#### Problem statement:
Filter the listing below for every line containing the string "facade" and copy those lines out. Matching is case-sensitive.

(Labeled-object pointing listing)
[Begin]

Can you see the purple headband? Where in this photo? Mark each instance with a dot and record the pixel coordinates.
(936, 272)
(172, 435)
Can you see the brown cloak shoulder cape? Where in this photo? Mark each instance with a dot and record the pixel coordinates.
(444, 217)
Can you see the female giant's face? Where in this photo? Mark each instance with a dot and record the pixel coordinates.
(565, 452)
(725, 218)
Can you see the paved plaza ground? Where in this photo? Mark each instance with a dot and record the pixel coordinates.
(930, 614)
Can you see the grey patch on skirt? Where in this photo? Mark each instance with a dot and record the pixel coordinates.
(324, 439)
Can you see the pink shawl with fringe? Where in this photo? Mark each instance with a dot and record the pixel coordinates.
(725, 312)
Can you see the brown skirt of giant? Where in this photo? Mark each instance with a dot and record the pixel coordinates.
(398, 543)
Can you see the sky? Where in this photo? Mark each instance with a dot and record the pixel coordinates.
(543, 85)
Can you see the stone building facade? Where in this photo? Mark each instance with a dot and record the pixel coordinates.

[End]
[Begin]

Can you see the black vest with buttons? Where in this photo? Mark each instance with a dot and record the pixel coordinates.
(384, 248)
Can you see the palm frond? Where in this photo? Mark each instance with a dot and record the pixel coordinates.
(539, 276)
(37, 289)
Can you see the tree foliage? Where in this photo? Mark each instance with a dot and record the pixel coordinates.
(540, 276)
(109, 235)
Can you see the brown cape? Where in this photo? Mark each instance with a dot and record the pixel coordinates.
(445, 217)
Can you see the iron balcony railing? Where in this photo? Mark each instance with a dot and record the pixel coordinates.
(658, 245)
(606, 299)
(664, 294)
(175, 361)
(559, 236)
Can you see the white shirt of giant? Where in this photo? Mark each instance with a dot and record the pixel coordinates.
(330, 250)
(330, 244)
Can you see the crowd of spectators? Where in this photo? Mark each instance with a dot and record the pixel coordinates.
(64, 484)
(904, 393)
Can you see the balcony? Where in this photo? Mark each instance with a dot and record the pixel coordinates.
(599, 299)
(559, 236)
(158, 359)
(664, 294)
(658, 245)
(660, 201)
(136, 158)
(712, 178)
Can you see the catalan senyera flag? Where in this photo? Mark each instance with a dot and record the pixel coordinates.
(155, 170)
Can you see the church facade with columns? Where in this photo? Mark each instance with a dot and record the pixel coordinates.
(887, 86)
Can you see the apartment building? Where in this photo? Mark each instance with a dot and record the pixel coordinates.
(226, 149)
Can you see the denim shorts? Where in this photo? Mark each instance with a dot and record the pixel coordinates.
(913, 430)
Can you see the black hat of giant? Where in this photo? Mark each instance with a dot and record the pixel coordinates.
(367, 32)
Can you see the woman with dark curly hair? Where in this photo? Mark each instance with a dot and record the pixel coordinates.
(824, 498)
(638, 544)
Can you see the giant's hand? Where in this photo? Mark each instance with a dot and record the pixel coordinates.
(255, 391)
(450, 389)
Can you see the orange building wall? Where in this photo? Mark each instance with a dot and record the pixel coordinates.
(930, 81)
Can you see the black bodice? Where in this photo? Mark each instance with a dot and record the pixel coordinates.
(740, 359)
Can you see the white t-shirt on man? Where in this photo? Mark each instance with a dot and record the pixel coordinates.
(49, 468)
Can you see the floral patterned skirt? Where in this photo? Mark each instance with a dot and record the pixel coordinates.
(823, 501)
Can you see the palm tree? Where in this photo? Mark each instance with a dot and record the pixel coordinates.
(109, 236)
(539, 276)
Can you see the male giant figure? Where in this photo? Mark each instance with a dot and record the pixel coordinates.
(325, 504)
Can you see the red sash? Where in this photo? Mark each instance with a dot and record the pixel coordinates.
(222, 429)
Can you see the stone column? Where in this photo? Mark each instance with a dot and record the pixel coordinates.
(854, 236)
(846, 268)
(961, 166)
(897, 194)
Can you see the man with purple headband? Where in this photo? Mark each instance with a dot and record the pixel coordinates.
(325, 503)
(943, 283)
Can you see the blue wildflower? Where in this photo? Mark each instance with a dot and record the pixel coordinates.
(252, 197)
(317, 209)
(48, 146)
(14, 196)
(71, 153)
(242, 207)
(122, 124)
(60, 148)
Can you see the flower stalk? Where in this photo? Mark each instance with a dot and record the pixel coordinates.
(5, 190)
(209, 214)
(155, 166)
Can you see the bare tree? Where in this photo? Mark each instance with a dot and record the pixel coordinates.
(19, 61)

[End]
[Begin]

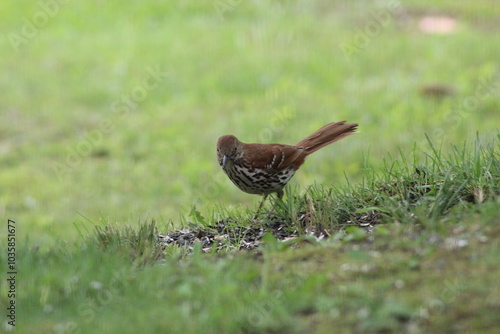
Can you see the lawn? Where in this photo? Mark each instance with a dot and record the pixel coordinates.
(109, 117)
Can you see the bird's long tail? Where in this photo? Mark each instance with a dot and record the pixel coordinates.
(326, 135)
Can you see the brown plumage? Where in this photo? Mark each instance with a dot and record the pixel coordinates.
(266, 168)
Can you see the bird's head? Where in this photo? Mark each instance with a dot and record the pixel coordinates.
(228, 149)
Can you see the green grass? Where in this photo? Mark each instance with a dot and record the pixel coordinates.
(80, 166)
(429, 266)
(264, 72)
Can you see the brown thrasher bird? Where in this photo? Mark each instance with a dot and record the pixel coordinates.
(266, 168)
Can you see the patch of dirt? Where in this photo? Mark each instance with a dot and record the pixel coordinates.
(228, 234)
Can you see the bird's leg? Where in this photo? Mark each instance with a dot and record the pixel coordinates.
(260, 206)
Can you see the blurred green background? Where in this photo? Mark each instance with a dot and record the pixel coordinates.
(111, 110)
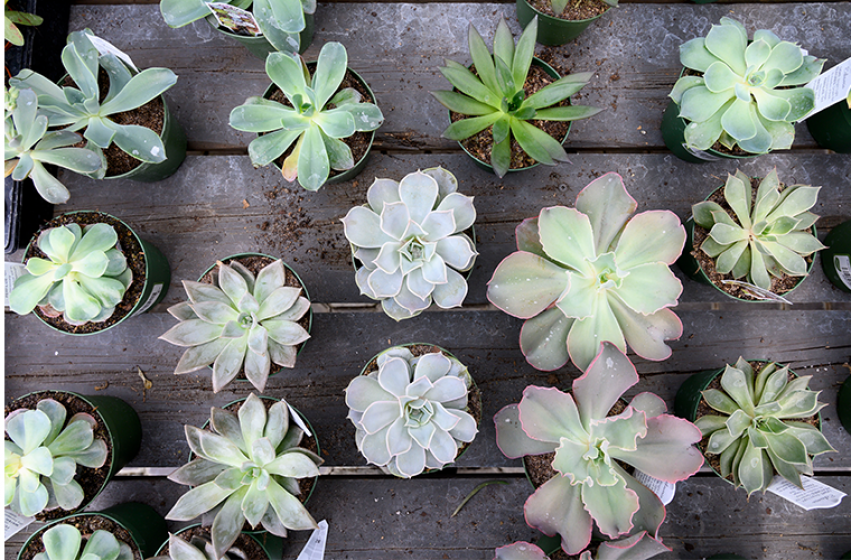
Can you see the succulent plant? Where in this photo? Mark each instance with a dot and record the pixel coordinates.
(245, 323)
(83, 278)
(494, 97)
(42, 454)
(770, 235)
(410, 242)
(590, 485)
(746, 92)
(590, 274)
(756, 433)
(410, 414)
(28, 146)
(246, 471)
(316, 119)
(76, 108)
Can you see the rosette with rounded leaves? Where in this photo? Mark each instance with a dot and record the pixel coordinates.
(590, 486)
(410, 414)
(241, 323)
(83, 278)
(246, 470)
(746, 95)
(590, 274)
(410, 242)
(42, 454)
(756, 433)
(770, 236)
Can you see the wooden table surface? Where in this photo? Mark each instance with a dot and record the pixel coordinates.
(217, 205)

[End]

#### Solution to this task:
Can you see the stone building facade? Where in this photo? Mark each instance with a dot and record the pixel coordinates.
Can you see the church facade with columns? Where in this photo? Mark each instance with a dot and record the pixel coordinates.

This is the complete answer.